▶ [Задания]:
a) Ответьте на вопросы по тексту о Борисе Ямпольском:
(i) Какой институт он окончил перед войной?
(ii) В каком году вышла книга Бориса Рунина «Мое окружение. Записки случайно уцелевшего»?
(iii) Какие живые существа перечислены в цитате во втором абзаце?
b) Продолжите текст о Борисе Ямпольском, начав сразу после последнего приведенного предложения.

━━━ Исходный текст ━━━

Перед войной он окончил Литературный институт. В книге Бориса Рунина „Мое окружение. Записки случайно уцелевшего" (М.,1995) есть свидетельство о его политической зрелости уже в те предвоенные годы: „Если я и позволял себе в те годы с кем-то поделиться впечатлениями относительно происходящего в стране, то это был, пожалуй, только Боря Ямпольскии, которому можно было довериться и который уже тогда все понимал".
Снилось ли в страшном сне европейским художникам такое давление, какое тупо и гибельно оказывал на искусство большевизм? „Вы же не хотите знать, что испытывает мышь, или кролик, или муха дрозофилла при эксперименте, как им больно, как они кричат молча, немо, как они прощаются с жизнью, может, понимая, что вся жизнь была еще впереди".

━━━ Извлечённые сведения ━━━

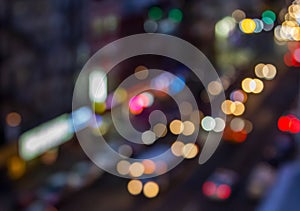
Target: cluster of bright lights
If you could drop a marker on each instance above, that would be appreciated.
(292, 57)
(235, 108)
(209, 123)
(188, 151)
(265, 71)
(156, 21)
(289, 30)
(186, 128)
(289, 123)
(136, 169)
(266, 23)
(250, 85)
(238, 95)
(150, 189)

━━━
━━━ Извлечённые сведения ━━━

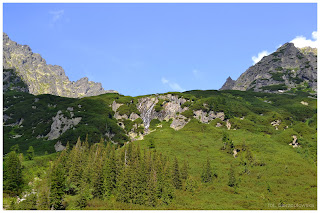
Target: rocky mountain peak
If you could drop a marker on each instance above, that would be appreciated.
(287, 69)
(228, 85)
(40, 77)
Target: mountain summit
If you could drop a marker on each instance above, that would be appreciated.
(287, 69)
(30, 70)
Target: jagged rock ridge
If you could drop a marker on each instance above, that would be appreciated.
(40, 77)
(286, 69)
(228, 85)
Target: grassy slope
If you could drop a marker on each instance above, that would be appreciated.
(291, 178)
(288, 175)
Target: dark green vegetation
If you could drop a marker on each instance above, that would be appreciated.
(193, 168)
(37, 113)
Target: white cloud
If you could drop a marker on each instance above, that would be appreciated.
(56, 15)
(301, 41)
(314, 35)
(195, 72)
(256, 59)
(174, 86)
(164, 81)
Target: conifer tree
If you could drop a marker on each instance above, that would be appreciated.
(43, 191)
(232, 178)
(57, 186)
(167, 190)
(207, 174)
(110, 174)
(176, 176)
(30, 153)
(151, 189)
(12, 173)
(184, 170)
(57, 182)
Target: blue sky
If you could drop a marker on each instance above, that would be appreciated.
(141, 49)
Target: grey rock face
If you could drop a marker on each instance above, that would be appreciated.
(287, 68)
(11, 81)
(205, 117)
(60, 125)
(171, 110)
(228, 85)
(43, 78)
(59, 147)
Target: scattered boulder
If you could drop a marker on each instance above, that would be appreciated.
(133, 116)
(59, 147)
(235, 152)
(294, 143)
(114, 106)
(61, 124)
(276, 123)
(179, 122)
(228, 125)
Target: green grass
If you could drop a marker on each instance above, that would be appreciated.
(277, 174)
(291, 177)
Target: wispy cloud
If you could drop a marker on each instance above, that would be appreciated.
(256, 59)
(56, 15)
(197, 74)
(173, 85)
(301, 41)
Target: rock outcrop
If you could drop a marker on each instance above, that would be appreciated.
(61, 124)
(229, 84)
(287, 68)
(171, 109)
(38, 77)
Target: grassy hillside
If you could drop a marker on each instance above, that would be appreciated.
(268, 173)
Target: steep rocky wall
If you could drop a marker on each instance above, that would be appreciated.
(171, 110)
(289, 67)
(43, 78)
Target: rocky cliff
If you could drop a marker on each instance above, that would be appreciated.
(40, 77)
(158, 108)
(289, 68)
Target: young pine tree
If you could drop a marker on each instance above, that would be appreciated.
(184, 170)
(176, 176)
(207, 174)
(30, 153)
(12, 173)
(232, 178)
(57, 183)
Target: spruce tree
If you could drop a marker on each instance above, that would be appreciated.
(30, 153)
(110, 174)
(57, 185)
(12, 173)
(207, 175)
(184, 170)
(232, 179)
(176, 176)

━━━
━━━ Извлечённые сведения ━━━

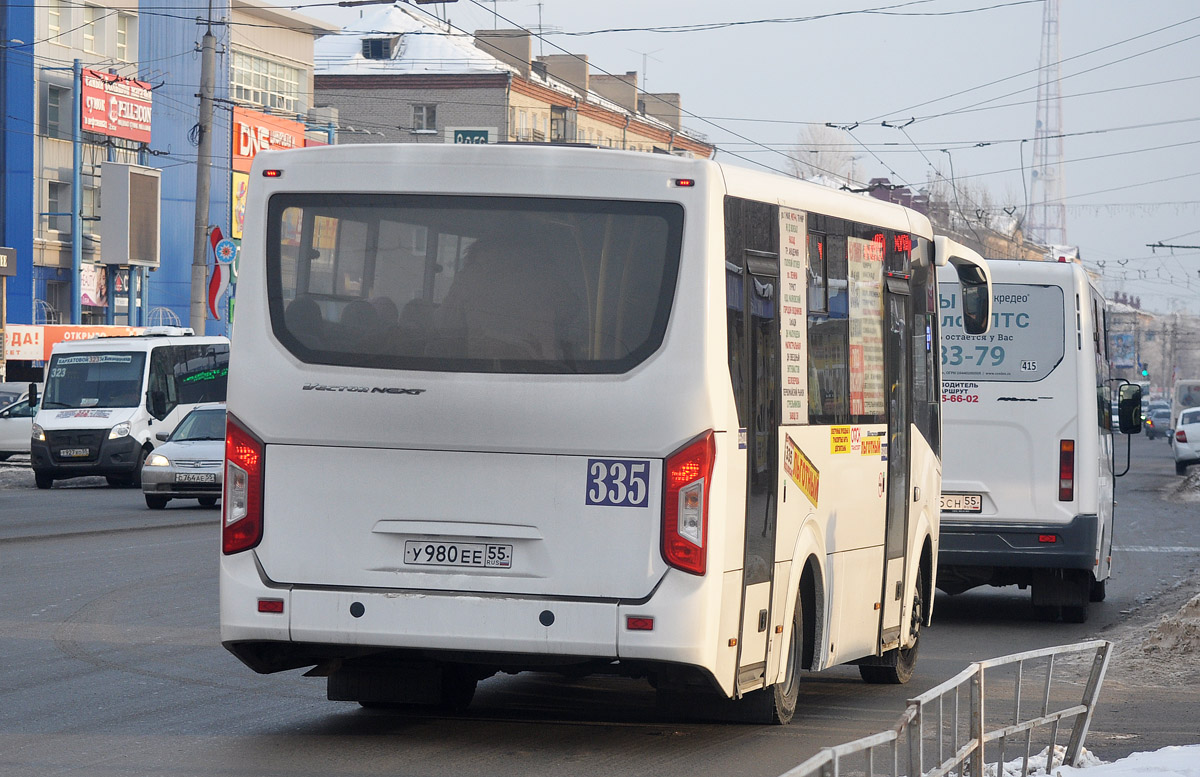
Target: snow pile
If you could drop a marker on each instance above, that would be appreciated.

━━━

▶ [Ответы к упражнению]:
a)
(i) Литературный институт.
(ii) В 1995 году.
(iii) Мышь, кролик и муха дрозофилла.

b)
Все крупные вещи Ямпольского, опубликованные при жизни, — компромиссны: „Дорога испытаний (1955), „Мальчик с Голубиной улицы" (1959) и др. А вот свою главную исповедальную вещь позднего времени (60-е годы) — не то роман, не то повесть, нет, все-таки роман — „Арбат, режимная улица" он в печати уже не увидел. Появилась она на пороге нового безцензурного времени, в 1988 году, в журнале „Знамя": рукопись, хранившуюся в семье писателя Эммануила Фейгина в Тбилиси, в „Знамя" принес Межиров. По словам работников редакции, название „Московская улица" (не совсем ясное: улица имени Москвы или улица в Москве?) было дано по предложению Владимира Лакшина, привыкшего к новомирской традиции смягчать названия острых вещей, за которые еще предстоит война с цензурой. По мнению Межирова, и у Ямпольского был смягченный вариант на случай внезапного просвета и публикации.
В этом издании роману возвращается подлинное название. Под ним он, надо думать, и войдет в историю литературы, вытеснив мертвые бездарные „секретарские" и примыкающие к „секретарским" книги.
В западной печати роман сравнивали с „Процессом" Кафки: герой, обозначенный буквой К., жилец коммунальной квартиры на улице, по которой ездит на дачу Сталин, парализован страхом по-советски.
Незадолго до смерти Ямпольский написал: „Очень уж велика цена даже за вечное освобождение, даже для достижения райской жизни".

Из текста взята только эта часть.